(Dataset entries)
^^^^

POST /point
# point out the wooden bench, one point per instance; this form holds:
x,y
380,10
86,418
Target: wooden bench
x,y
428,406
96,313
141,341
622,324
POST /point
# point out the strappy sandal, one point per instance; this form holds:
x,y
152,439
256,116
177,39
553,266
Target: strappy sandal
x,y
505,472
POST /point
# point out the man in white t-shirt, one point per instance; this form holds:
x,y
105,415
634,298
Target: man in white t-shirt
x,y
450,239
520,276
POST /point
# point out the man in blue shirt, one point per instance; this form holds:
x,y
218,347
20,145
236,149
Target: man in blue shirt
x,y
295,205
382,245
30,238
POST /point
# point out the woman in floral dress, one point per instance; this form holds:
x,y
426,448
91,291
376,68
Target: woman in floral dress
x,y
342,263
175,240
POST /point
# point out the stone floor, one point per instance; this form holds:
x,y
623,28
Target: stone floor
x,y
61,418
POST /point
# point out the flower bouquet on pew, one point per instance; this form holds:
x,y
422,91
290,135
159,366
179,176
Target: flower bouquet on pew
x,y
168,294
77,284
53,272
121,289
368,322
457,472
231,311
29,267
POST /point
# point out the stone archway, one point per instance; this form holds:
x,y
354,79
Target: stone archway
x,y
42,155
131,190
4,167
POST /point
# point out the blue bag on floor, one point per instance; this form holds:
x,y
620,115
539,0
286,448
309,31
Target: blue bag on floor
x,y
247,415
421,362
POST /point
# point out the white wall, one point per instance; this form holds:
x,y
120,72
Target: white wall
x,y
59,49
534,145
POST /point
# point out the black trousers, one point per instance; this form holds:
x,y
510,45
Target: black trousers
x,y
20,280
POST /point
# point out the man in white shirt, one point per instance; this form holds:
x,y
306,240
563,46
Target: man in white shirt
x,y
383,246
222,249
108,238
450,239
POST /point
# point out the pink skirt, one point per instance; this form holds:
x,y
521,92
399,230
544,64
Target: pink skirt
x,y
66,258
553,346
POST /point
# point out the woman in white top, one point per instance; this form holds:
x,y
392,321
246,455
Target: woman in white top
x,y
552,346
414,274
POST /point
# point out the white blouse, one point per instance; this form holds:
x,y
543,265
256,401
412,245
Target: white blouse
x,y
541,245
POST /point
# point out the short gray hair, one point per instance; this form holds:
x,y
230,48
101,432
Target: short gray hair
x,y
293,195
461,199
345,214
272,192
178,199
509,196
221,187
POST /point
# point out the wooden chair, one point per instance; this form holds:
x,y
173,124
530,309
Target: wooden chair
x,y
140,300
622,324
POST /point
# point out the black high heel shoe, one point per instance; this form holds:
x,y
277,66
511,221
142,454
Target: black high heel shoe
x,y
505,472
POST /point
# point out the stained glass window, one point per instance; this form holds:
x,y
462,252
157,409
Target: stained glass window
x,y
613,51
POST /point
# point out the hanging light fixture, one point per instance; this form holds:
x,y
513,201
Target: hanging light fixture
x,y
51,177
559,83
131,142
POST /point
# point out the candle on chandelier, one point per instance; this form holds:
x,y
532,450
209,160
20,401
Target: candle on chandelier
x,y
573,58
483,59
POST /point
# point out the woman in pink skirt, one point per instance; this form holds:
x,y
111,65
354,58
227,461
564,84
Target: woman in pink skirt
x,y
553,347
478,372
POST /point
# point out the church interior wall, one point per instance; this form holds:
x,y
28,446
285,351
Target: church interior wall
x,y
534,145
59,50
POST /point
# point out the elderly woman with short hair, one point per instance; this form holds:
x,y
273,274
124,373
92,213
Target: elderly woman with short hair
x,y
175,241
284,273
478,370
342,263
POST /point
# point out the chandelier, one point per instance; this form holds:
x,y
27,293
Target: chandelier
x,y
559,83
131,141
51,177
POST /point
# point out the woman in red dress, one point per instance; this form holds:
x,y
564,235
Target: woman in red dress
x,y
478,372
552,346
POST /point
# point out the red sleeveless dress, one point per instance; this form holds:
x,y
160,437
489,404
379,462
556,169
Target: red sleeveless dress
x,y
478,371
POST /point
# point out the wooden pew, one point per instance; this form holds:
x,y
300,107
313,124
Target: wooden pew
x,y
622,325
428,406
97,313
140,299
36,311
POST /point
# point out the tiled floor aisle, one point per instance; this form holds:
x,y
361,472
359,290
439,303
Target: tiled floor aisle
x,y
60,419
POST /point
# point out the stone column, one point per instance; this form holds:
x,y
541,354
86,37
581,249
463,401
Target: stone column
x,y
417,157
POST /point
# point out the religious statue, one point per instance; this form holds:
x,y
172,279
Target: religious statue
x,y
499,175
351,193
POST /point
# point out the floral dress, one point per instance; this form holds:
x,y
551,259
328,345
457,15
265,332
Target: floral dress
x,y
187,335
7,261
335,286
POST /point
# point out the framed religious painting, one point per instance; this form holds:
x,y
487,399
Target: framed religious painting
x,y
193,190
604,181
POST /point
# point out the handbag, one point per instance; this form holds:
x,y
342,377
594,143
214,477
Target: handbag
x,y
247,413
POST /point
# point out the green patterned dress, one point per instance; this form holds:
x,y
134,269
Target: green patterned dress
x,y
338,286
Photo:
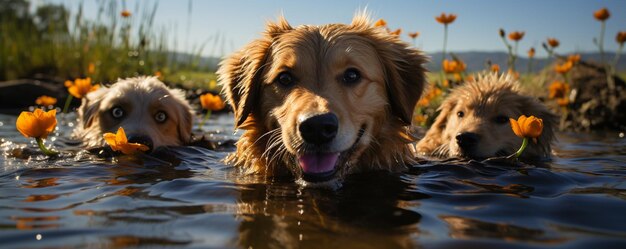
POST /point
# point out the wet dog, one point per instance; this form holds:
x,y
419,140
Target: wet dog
x,y
320,102
151,113
474,121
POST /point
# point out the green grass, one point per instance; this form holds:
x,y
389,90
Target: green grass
x,y
194,79
52,41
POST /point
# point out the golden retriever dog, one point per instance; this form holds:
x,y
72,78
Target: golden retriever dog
x,y
150,113
474,121
320,102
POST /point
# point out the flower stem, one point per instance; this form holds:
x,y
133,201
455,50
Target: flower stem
x,y
67,103
206,117
45,150
522,148
601,41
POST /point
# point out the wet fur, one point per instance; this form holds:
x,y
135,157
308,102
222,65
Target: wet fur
x,y
141,98
267,112
481,100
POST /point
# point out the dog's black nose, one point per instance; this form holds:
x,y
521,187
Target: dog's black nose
x,y
319,129
141,139
467,140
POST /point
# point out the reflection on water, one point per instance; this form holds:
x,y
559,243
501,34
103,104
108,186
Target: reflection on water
x,y
185,197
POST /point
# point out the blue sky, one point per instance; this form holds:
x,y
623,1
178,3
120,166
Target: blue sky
x,y
476,28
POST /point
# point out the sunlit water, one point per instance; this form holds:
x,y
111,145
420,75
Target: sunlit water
x,y
188,198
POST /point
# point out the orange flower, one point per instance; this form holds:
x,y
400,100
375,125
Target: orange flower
x,y
45,100
602,14
91,68
380,23
563,68
553,42
575,58
37,124
119,142
211,102
531,53
420,119
558,90
513,73
495,68
453,66
431,94
527,127
445,19
621,37
80,87
397,32
516,36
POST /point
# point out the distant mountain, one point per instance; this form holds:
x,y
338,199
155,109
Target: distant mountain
x,y
475,61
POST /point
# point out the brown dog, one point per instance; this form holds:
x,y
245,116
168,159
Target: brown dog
x,y
323,101
151,113
474,121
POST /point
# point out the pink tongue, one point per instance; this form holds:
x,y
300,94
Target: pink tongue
x,y
318,162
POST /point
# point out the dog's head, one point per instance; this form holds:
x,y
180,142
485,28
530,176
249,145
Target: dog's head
x,y
150,113
474,120
323,94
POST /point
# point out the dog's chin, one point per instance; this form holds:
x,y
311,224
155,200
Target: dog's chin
x,y
323,167
477,154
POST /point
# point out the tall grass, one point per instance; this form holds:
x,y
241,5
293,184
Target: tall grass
x,y
50,40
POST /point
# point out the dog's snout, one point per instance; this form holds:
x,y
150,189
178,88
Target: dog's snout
x,y
319,129
141,139
467,140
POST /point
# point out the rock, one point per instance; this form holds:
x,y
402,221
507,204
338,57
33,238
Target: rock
x,y
593,105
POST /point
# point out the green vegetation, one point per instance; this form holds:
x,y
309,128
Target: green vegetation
x,y
114,44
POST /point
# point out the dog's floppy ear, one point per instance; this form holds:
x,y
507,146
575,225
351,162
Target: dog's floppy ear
x,y
405,74
405,80
434,136
241,74
88,110
532,107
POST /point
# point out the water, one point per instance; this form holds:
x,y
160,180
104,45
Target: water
x,y
188,198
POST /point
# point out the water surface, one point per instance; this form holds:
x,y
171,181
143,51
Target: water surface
x,y
188,198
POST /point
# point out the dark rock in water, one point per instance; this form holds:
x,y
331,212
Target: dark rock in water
x,y
594,103
18,95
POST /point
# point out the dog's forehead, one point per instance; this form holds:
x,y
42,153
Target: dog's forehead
x,y
490,103
139,91
312,48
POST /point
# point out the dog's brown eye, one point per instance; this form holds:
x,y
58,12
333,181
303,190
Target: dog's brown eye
x,y
160,117
117,112
285,79
351,76
501,119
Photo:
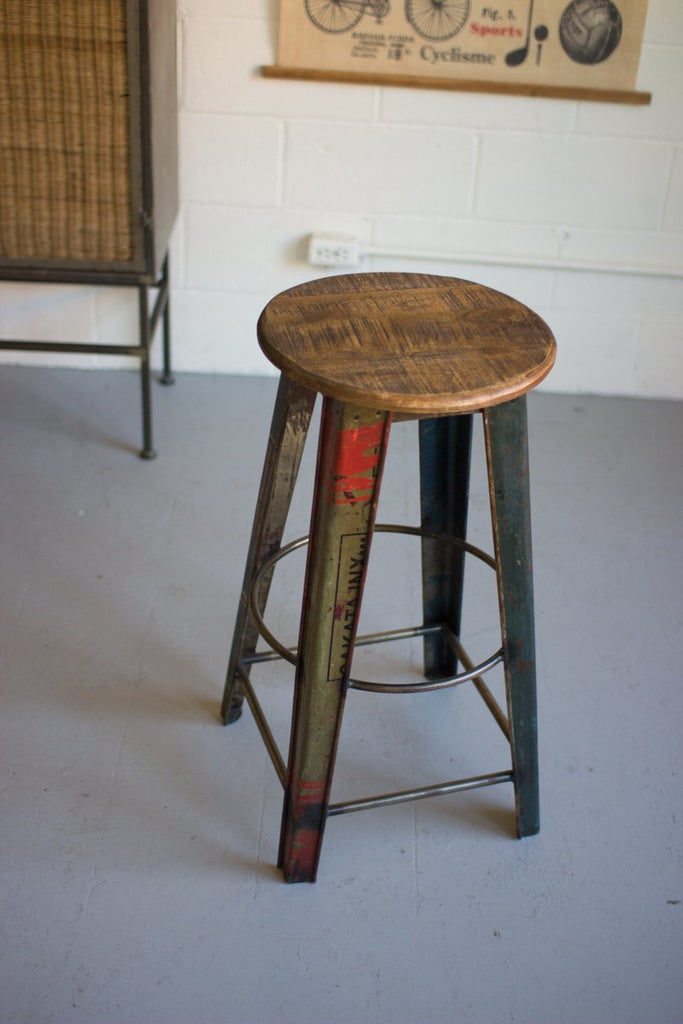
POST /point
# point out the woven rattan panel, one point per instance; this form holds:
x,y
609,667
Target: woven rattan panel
x,y
65,135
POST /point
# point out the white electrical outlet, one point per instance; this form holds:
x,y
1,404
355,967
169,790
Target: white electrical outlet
x,y
334,250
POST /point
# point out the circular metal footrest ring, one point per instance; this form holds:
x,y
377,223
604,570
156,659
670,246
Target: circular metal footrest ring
x,y
290,654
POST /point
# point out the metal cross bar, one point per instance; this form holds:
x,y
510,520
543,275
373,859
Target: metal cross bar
x,y
402,797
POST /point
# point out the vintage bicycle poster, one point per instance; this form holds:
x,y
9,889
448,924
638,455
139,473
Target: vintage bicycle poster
x,y
588,44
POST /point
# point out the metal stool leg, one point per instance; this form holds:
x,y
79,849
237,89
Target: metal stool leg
x,y
507,454
444,471
349,466
291,417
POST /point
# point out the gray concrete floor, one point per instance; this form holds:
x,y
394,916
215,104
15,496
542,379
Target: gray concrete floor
x,y
138,836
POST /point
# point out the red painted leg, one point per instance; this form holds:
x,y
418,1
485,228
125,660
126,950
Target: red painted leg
x,y
288,434
507,453
349,466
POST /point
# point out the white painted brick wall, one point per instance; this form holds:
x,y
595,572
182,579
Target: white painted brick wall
x,y
264,163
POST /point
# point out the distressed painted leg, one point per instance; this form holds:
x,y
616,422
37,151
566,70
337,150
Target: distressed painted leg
x,y
291,418
444,470
507,454
349,466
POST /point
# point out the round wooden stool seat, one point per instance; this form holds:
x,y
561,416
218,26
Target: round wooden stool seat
x,y
411,343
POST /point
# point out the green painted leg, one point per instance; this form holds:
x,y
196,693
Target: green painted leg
x,y
291,417
507,453
444,470
349,467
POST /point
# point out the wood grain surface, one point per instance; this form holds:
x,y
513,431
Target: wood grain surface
x,y
411,343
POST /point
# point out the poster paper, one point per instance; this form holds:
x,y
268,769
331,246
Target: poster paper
x,y
591,44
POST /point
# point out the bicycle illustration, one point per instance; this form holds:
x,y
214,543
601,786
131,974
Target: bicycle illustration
x,y
435,19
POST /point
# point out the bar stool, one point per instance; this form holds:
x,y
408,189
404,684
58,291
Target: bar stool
x,y
381,347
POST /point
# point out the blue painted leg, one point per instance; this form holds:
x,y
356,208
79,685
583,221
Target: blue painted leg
x,y
507,454
444,469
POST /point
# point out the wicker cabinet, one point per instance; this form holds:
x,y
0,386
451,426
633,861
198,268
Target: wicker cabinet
x,y
88,141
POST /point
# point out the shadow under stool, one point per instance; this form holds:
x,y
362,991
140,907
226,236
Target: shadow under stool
x,y
382,347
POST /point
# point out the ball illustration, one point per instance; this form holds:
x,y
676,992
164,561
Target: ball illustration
x,y
590,30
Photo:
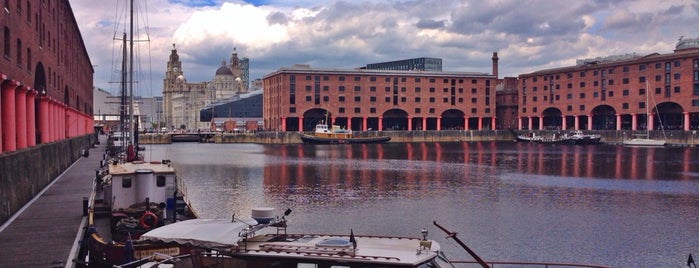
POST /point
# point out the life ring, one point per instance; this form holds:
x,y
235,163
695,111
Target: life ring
x,y
148,220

^^^^

== Directions for this task ==
Each line from the line containing "Target: shadow under stool" through the last line above must be written out exactly, and every picture must be omitted.

== Answer section ==
Target: shadow under stool
x,y
382,347
POST /point
# point out the ball illustration, one point per instance; this form holds:
x,y
676,992
164,561
Target: ball illustration
x,y
590,30
Photo:
POST /point
# point out the life ring, one point per instance; this form holds:
x,y
235,163
695,111
Target: life ring
x,y
148,220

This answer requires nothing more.